Given entries
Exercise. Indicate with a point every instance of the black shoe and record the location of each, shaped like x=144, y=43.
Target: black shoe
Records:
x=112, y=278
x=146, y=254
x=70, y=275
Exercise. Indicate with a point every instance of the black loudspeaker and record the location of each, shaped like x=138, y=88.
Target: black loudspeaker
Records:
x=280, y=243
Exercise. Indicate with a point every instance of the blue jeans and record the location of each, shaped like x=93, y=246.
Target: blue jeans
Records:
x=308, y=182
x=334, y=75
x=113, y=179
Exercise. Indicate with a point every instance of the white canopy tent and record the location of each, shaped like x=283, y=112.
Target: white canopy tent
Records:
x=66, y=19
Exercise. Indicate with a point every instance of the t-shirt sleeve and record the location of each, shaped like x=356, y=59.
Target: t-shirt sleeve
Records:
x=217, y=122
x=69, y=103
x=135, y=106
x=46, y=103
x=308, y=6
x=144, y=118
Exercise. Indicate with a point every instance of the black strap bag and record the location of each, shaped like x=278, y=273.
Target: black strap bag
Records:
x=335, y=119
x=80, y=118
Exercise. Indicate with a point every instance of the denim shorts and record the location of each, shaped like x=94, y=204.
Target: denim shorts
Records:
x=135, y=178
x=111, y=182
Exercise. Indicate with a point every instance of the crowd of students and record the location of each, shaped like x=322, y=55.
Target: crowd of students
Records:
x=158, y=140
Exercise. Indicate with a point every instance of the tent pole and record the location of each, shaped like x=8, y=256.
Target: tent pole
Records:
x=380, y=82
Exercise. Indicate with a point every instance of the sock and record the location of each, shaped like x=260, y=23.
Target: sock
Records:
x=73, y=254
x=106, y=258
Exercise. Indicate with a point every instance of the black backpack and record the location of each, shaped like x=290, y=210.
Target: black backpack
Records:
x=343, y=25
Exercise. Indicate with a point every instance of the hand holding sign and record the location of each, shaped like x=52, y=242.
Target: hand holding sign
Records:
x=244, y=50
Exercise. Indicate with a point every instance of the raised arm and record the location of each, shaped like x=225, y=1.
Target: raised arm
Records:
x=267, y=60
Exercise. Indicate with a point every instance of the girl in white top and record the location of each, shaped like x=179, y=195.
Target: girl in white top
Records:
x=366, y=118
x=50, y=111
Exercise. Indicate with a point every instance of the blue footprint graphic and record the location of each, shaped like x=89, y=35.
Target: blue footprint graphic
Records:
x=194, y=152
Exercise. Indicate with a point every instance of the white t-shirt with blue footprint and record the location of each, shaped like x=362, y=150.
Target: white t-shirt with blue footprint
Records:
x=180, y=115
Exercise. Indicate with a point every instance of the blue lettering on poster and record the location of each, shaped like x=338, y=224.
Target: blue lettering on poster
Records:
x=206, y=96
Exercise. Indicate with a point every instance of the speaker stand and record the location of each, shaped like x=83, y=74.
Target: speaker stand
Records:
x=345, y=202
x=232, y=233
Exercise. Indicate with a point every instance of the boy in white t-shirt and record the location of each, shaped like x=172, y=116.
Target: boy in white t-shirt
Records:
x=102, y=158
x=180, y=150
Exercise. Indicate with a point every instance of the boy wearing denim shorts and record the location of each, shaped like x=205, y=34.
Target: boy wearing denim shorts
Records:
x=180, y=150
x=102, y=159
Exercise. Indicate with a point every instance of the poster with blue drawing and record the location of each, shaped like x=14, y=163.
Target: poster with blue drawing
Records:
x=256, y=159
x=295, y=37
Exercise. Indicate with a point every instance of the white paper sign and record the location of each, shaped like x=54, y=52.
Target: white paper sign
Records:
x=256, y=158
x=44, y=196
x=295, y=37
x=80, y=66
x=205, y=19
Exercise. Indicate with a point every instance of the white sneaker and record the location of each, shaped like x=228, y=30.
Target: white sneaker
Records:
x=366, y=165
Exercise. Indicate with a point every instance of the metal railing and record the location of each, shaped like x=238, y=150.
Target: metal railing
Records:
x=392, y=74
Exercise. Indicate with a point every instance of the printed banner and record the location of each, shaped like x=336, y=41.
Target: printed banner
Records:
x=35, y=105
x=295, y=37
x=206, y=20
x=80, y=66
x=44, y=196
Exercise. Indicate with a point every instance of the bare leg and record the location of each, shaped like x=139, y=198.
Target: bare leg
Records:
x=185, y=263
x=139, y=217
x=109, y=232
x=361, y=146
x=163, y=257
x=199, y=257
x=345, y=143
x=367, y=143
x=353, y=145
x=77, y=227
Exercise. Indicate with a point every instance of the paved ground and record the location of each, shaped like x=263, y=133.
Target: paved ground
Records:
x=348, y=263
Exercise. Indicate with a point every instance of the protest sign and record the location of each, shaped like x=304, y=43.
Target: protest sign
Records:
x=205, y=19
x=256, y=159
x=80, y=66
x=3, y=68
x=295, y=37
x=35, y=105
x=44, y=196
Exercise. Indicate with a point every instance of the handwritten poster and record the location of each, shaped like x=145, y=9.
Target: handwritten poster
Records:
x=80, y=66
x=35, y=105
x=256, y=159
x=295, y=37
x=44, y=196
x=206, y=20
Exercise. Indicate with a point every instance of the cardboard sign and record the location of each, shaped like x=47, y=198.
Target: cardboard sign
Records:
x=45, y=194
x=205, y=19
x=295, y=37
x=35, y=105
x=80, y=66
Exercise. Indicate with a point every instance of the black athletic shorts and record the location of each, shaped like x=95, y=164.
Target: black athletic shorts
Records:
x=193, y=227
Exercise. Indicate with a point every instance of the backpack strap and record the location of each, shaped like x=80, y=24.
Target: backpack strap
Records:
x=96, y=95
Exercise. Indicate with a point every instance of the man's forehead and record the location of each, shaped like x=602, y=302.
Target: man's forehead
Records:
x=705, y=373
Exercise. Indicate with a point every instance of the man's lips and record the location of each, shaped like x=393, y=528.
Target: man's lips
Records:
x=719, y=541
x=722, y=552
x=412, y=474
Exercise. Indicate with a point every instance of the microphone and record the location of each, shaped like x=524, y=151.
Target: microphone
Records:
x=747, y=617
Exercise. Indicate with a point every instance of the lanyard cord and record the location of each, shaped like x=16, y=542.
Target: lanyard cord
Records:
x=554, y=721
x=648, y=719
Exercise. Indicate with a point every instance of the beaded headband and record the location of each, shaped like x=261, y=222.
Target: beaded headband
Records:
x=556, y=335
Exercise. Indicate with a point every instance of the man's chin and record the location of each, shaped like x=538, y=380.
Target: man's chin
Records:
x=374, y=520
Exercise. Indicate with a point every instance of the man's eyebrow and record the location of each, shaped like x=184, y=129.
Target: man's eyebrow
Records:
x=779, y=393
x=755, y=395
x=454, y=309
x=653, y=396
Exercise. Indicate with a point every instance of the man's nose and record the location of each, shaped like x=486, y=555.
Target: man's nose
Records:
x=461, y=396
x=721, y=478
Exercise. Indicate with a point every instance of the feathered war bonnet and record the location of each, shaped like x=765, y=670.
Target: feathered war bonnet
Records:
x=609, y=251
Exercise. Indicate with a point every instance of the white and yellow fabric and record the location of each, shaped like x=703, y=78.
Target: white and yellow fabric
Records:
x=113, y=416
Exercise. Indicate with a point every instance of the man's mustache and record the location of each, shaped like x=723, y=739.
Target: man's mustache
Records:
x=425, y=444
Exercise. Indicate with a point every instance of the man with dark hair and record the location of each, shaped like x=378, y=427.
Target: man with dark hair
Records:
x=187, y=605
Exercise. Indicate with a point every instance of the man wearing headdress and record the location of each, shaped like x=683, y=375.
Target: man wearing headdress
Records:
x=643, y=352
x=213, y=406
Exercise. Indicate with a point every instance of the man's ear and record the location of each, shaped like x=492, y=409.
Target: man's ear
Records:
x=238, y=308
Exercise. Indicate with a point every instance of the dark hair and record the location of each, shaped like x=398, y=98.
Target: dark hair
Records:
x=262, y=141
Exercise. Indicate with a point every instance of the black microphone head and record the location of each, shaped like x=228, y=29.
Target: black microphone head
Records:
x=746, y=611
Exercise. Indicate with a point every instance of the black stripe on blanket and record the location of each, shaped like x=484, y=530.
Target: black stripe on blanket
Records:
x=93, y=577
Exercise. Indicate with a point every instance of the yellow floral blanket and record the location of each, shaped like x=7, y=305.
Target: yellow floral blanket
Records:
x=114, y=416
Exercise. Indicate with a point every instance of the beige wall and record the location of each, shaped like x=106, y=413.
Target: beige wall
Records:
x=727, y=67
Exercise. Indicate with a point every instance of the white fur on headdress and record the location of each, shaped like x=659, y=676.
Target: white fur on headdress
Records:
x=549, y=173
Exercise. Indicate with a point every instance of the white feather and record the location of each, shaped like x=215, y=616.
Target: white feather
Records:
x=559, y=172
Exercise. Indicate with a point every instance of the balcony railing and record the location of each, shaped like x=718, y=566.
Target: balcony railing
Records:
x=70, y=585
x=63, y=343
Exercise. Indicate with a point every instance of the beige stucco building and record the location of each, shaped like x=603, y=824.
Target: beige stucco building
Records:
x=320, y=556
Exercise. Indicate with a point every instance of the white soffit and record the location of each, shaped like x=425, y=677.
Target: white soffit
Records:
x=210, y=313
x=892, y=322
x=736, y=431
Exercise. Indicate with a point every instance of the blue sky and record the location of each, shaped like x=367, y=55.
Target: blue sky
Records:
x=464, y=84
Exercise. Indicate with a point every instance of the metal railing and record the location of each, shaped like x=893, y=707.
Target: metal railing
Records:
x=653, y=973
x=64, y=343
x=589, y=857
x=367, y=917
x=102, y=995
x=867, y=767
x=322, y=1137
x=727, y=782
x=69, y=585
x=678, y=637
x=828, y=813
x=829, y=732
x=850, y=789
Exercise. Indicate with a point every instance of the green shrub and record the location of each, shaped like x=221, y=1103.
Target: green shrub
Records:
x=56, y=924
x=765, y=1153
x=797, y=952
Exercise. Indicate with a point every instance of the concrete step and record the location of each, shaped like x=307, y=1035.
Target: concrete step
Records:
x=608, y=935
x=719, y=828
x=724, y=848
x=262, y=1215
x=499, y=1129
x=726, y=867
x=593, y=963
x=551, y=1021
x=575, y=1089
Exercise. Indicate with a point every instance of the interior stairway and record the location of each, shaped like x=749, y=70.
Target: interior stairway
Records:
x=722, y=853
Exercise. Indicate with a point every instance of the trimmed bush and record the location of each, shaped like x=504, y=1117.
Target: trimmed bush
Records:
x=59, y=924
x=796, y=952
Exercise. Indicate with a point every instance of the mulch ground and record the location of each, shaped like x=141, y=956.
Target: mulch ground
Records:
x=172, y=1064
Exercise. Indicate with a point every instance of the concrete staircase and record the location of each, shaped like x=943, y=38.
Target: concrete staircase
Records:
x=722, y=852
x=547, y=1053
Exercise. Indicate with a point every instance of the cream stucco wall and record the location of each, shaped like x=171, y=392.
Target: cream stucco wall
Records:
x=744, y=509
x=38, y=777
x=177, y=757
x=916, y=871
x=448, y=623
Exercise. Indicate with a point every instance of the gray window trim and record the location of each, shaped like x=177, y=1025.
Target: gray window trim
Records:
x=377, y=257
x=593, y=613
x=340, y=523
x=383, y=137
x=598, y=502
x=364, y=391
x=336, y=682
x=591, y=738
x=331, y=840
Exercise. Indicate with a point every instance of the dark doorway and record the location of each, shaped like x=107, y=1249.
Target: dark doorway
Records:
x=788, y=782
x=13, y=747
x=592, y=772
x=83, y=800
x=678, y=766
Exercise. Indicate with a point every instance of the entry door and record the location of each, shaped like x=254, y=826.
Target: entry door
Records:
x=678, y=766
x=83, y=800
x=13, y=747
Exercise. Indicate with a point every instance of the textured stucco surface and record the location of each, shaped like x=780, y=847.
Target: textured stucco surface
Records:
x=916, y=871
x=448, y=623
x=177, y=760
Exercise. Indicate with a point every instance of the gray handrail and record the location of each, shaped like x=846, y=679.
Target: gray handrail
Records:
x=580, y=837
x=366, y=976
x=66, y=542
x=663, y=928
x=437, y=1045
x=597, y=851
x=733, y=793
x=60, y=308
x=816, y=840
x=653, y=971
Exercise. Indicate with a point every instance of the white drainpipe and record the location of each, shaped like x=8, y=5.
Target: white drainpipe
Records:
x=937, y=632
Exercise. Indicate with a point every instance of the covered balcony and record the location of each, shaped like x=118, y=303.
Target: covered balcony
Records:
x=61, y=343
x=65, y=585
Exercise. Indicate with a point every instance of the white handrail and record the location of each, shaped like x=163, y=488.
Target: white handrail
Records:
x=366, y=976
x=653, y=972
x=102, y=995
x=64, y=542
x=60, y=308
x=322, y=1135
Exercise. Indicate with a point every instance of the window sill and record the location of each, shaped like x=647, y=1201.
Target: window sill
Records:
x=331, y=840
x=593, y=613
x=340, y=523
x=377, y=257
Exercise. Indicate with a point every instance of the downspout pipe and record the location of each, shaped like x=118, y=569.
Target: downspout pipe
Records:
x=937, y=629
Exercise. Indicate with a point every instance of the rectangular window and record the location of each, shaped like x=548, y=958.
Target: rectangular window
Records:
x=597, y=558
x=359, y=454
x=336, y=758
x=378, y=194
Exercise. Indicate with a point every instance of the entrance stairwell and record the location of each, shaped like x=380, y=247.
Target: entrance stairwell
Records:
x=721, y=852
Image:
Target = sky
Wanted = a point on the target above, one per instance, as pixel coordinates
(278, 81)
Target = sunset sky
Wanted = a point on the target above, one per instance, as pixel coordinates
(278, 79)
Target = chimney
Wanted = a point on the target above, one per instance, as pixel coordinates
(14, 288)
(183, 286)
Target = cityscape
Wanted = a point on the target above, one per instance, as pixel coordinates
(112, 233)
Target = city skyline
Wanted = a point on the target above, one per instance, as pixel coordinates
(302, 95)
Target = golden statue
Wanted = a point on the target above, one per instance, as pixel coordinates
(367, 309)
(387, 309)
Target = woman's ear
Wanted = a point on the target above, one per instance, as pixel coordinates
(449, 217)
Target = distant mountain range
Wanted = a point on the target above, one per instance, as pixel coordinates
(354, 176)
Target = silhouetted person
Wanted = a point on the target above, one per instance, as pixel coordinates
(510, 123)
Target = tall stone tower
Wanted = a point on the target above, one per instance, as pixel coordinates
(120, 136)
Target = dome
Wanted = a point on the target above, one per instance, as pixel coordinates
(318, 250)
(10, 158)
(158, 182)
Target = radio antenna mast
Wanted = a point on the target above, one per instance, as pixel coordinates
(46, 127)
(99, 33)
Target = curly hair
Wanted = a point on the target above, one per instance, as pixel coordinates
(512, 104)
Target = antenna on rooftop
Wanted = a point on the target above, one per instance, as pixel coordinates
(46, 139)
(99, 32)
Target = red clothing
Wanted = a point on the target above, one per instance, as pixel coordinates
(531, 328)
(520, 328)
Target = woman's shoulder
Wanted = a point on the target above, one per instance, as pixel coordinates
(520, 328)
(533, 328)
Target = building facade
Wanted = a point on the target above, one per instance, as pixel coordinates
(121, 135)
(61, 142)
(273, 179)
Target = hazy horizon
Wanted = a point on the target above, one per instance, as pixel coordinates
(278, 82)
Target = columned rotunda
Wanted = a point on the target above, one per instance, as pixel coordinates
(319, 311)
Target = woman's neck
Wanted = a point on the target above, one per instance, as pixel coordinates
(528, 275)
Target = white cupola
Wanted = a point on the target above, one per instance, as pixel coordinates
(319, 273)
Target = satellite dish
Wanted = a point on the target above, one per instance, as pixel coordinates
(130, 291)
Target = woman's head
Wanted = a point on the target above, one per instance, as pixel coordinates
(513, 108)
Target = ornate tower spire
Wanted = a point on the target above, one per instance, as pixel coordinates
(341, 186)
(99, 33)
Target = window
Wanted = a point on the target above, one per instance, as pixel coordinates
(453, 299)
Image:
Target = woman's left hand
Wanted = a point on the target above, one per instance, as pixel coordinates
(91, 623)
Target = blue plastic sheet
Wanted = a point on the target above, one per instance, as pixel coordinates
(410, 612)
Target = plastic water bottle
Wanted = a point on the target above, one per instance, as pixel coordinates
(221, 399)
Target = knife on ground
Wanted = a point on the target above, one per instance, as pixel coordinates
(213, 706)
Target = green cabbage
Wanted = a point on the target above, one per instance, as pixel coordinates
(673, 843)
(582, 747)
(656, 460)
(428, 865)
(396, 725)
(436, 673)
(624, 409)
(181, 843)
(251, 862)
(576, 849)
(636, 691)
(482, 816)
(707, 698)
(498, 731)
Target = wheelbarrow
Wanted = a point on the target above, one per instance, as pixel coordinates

The task
Copy the data verbatim, starting at the line that contains "like x=943, y=38." and ending at the line that contains "x=547, y=1053", with both of those lines included.

Output
Exercise. Indicate with a point every instance of the concrete staircase and record the location of each, shaped like x=943, y=38.
Target: concrete staircase
Records:
x=722, y=852
x=547, y=1053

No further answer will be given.